▶ SUPPLIED DATA:

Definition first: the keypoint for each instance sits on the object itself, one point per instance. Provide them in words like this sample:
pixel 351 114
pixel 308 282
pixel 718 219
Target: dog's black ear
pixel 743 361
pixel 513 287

▶ WHAT THE TASK REQUIRES: Format all of the material above as a Markdown table with the columns Row and Line, numbering each line in order and leaving out any blank lines.

▶ RESPONSE FOR THIS EXERCISE:
| Row | Line |
|---|---|
| 1 | Definition first: the keypoint for each instance sits on the object itself, one point per instance. Provide them in words like this sample: |
| 2 | pixel 351 114 |
| 3 | pixel 308 282 |
| 4 | pixel 718 219 |
| 5 | Target: dog's black ear |
| 6 | pixel 743 361 |
| 7 | pixel 513 287 |